### What this task involves
Reproduce the listing below verbatim, every line of it.

Saved entries:

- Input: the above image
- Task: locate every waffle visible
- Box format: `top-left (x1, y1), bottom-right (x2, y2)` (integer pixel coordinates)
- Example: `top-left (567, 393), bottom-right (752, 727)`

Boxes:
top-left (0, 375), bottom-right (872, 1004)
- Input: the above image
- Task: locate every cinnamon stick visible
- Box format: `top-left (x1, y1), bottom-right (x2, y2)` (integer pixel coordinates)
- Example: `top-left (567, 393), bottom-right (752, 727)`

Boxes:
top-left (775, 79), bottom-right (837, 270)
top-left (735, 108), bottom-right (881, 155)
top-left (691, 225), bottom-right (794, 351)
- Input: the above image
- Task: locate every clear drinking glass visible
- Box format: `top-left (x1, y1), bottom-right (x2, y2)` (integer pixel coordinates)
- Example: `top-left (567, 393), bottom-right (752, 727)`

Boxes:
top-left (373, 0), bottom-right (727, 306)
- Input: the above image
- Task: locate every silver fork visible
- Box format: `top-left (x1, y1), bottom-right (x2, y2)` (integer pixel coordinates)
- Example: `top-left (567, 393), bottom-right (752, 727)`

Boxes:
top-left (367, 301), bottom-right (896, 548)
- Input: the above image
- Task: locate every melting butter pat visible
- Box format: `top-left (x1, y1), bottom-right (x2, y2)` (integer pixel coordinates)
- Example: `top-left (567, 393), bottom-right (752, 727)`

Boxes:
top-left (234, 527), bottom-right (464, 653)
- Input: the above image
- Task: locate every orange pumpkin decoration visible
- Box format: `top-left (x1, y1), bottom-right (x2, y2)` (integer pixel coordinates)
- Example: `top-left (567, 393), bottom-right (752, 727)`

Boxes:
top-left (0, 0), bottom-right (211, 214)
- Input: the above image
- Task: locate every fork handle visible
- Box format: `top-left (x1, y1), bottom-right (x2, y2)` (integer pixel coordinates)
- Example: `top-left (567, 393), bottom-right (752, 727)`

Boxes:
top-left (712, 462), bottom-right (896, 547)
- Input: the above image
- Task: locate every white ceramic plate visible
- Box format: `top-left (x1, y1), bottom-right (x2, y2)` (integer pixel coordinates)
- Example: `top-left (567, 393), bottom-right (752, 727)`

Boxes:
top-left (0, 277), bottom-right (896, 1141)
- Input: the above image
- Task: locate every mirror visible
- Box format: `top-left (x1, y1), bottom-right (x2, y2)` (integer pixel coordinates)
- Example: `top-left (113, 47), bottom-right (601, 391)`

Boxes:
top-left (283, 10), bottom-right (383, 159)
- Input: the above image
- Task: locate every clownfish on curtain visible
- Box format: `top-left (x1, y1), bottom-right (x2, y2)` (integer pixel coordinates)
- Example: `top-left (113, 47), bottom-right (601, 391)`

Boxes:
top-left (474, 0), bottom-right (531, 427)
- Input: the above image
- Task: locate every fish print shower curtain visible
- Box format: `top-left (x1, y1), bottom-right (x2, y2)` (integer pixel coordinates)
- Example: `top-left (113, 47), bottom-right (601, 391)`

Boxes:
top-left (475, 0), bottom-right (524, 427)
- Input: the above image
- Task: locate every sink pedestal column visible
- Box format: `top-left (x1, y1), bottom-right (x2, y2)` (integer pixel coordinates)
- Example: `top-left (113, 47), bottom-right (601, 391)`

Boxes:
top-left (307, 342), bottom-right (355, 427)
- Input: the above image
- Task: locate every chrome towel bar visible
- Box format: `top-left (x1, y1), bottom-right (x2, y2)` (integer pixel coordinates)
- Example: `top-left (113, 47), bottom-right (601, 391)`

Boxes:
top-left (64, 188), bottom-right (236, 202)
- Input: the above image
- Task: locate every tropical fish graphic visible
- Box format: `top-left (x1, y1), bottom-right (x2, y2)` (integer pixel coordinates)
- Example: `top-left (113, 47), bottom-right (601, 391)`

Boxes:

### Completed exercise
- Input: the above image
- Task: locate every waffle visible
- Box format: `top-left (x1, y1), bottom-right (x2, y2)` (integer pixel coordinates)
- Example: `top-left (567, 393), bottom-right (752, 727)`

Boxes:
top-left (0, 375), bottom-right (872, 1004)
- Input: the above image
- Task: locate every cinnamon stick visible
- Box format: `top-left (x1, y1), bottom-right (x2, y2)` (integer pixel coordinates)
- Example: `top-left (567, 393), bottom-right (752, 727)`

Boxes:
top-left (775, 79), bottom-right (837, 270)
top-left (735, 108), bottom-right (881, 155)
top-left (691, 225), bottom-right (794, 351)
- Input: the above image
- Task: locate every clear drinking glass visible
- Box format: `top-left (x1, y1), bottom-right (x2, y2)` (integer pixel coordinates)
- Example: `top-left (567, 393), bottom-right (752, 727)`

Boxes:
top-left (373, 0), bottom-right (727, 306)
- Input: the above image
- Task: locate every silver fork visible
- Box format: `top-left (x1, y1), bottom-right (x2, y2)` (integer pixel coordinates)
- Example: `top-left (567, 393), bottom-right (752, 727)`

Boxes:
top-left (367, 301), bottom-right (896, 548)
- Input: the above image
- Task: locate every melting butter pat visible
- Box format: `top-left (x1, y1), bottom-right (x2, y2)` (integer pixel coordinates)
- Example: `top-left (567, 393), bottom-right (752, 727)`

Boxes:
top-left (234, 527), bottom-right (464, 653)
- Input: the above image
- Task: locate every orange pumpkin decoration visible
- Box format: `top-left (x1, y1), bottom-right (x2, y2)` (integer pixel coordinates)
- Example: `top-left (567, 393), bottom-right (752, 727)`

Boxes:
top-left (0, 0), bottom-right (211, 214)
- Input: the above image
- Task: locate every fork handle visible
- Box format: `top-left (x1, y1), bottom-right (x2, y2)` (integer pixel coordinates)
- Example: `top-left (567, 393), bottom-right (752, 727)`

Boxes:
top-left (712, 462), bottom-right (896, 547)
- Input: the above image
- Task: locate every white ceramic plate visible
- Box format: `top-left (x1, y1), bottom-right (x2, y2)` (integer pixel coordinates)
- Example: `top-left (567, 393), bottom-right (752, 727)`

Boxes:
top-left (0, 277), bottom-right (896, 1141)
- Input: the above image
- Task: locate every mirror visible
- Box format: `top-left (x1, y1), bottom-right (x2, y2)` (integer pixel coordinates)
- Example: `top-left (113, 47), bottom-right (601, 391)`

Boxes:
top-left (283, 10), bottom-right (383, 159)
- Input: the above image
- Task: locate every clownfish on curtain visible
- Box format: `top-left (x1, y1), bottom-right (x2, y2)` (integer pixel coordinates)
- Example: `top-left (113, 47), bottom-right (601, 391)`

Boxes:
top-left (474, 0), bottom-right (531, 427)
- Input: the above image
- Task: locate every fish print shower curtain visible
- Box format: `top-left (x1, y1), bottom-right (x2, y2)` (integer pixel coordinates)
- Example: `top-left (113, 47), bottom-right (601, 391)`

Boxes:
top-left (475, 0), bottom-right (524, 427)
- Input: the above image
- Task: locate every sink pedestal column visible
- Box format: `top-left (x1, y1), bottom-right (x2, y2)` (integer pixel coordinates)
- Example: `top-left (113, 47), bottom-right (601, 391)`

Boxes:
top-left (307, 342), bottom-right (355, 427)
- Input: the above image
- Task: locate every chrome towel bar visible
- Box format: `top-left (x1, y1), bottom-right (x2, y2)` (integer pixel coordinates)
- Example: `top-left (113, 47), bottom-right (601, 391)`

Boxes:
top-left (64, 188), bottom-right (236, 202)
- Input: the above image
- Task: locate every tropical fish graphic visible
- Box format: `top-left (x1, y1), bottom-right (x2, y2)` (integer pixel coordinates)
- Example: `top-left (113, 47), bottom-right (601, 391)`

Boxes:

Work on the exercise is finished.